_What you will do_
A picture-free, exact transcript of the entries below is required.

(Records from a dataset)
....................

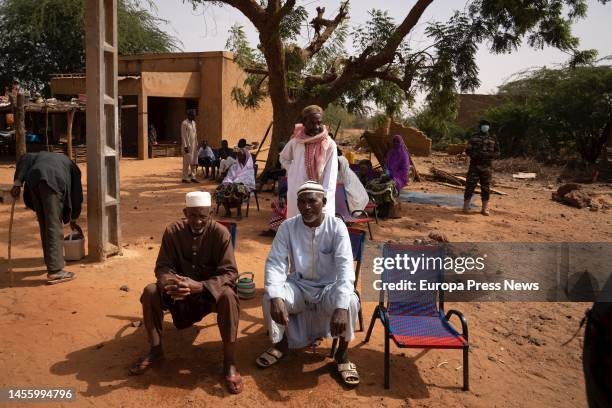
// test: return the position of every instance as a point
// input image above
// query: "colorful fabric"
(293, 158)
(231, 193)
(242, 173)
(357, 196)
(398, 163)
(316, 150)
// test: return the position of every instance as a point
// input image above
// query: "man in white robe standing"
(310, 154)
(189, 140)
(309, 284)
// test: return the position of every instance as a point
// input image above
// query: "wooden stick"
(69, 133)
(10, 266)
(47, 126)
(263, 140)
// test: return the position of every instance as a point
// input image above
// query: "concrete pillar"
(143, 123)
(210, 105)
(104, 234)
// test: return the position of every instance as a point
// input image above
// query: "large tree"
(44, 37)
(383, 67)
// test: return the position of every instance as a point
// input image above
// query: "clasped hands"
(337, 324)
(179, 287)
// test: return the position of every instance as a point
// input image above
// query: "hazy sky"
(206, 29)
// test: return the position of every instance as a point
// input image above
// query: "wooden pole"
(70, 119)
(19, 114)
(263, 140)
(47, 126)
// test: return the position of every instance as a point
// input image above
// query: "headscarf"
(316, 150)
(398, 163)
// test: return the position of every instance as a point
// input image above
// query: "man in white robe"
(189, 141)
(309, 284)
(310, 155)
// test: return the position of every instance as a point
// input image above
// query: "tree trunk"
(19, 118)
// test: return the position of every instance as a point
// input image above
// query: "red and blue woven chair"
(416, 319)
(231, 226)
(343, 212)
(357, 237)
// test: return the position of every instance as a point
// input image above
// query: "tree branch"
(250, 8)
(330, 26)
(256, 71)
(366, 65)
(387, 53)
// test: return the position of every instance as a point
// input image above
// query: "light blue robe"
(312, 270)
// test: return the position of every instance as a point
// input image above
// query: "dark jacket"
(482, 149)
(60, 174)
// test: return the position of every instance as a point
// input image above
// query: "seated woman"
(237, 184)
(385, 190)
(357, 196)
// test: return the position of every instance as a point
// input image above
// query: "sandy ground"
(80, 334)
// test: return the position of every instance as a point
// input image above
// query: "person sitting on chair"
(206, 159)
(238, 184)
(196, 274)
(309, 283)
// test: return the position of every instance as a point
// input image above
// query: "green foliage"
(335, 114)
(441, 69)
(551, 110)
(44, 37)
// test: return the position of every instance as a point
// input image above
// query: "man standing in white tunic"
(310, 155)
(189, 140)
(309, 284)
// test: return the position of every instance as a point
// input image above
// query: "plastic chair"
(357, 237)
(232, 227)
(416, 318)
(343, 212)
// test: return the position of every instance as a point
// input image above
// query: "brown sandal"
(234, 383)
(143, 364)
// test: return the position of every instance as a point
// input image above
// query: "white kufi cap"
(198, 199)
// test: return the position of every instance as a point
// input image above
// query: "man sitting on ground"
(309, 283)
(196, 273)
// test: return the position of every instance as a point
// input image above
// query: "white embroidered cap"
(198, 199)
(311, 187)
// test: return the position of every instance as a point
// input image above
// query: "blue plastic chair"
(357, 237)
(416, 318)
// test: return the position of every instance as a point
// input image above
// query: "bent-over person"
(53, 190)
(309, 284)
(196, 273)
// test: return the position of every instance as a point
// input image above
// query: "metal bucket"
(245, 286)
(74, 246)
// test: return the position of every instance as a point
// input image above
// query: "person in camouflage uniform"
(482, 148)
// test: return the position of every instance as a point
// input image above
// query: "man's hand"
(15, 191)
(278, 311)
(338, 322)
(179, 287)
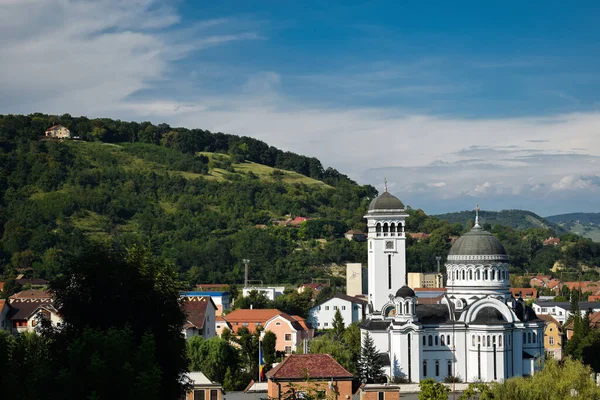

....................

_Completed exercise_
// test: return the position of every instance as a point
// input image above
// query: "colorful fabric"
(293, 158)
(231, 193)
(242, 173)
(357, 196)
(398, 163)
(316, 150)
// test: return the position of every instance as a point
// input image above
// query: "man in white robe standing"
(310, 154)
(189, 140)
(309, 284)
// test: return the position of every instance as a point
// input image above
// query: "wooden stick"
(69, 133)
(10, 266)
(47, 126)
(263, 140)
// test: return the position of every instance as a point
// input image above
// query: "concrete pillar"
(143, 123)
(210, 105)
(104, 234)
// test: return the position of every instance as a point
// input image above
// query: "large tree"
(44, 37)
(383, 67)
// test: return the position of every instance as a point
// input image above
// query: "clasped hands"
(337, 324)
(179, 287)
// test: return the position of every instance as a point
// input image above
// query: "hazy sky"
(206, 29)
// test: return the position of every instance as a point
// input image above
// query: "wooden pole"
(70, 119)
(19, 114)
(263, 140)
(47, 126)
// test: return the position of every instance as a point
// input image above
// query: "headscarf"
(316, 150)
(398, 163)
// test: return the position of every instance as a point
// input image above
// query: "man in white robe"
(189, 141)
(309, 284)
(310, 155)
// test: return the position of every instance as a point
// input image above
// query: "tree trunk"
(19, 118)
// test: return the position of every instance as a point
// input image above
// query: "red and blue woven chair"
(416, 319)
(231, 226)
(343, 212)
(357, 237)
// test: return the position of every instance as a point
// input image above
// query: "tree branch"
(250, 8)
(330, 26)
(256, 71)
(366, 65)
(387, 53)
// test: return the position of every instance as a point
// input image above
// query: "light blue robe"
(312, 270)
// test: return the position of every instance as a point
// input image above
// query: "dark jacket"
(482, 149)
(60, 174)
// test: return the position of every instance as a point
// input image above
// query: "seated woman"
(237, 184)
(385, 190)
(357, 196)
// test: return the position of every instance as a point
// input image above
// query: "sandy ground"
(80, 334)
// test: return the position of every instance as a point
// input image above
// query: "person sitting on chair"
(206, 159)
(238, 184)
(196, 274)
(309, 283)
// test: return the position of every instance as a point
// input image above
// query: "green foliage"
(335, 114)
(441, 69)
(551, 110)
(44, 37)
// test: return the position of every instance as a point
// input image above
// query: "man standing in white tunic"
(310, 155)
(189, 140)
(309, 284)
// test: return the position of every instance as a point
// input image above
// query: "plastic chair"
(357, 237)
(232, 227)
(416, 318)
(343, 212)
// test: return the position of every instance as a point
// input image above
// query: "brown sandal"
(234, 383)
(143, 364)
// test: return the position of every instance as a point
// input image above
// query: "white kufi cap"
(198, 199)
// test: return the position of every instance as a point
// input image above
// query: "man sitting on ground"
(309, 283)
(196, 273)
// test: return the position of every instance as a point
// input image above
// query: "white embroidered cap"
(198, 199)
(311, 187)
// test: return the position of every instance as a point
// input image above
// query: "blue plastic chair"
(357, 237)
(416, 318)
// test: return the position of every instance as a point
// input image above
// query: "bent-over person"
(53, 190)
(309, 284)
(196, 273)
// test: return the position of every instance as a point
// input image above
// query: "metal bucket"
(245, 286)
(74, 246)
// test: return the position of every instance as a point
// input image above
// query: "person in camouflage uniform"
(482, 148)
// test: return the position of every instance as a point
// input image above
// query: "man's hand"
(15, 191)
(278, 311)
(338, 322)
(179, 287)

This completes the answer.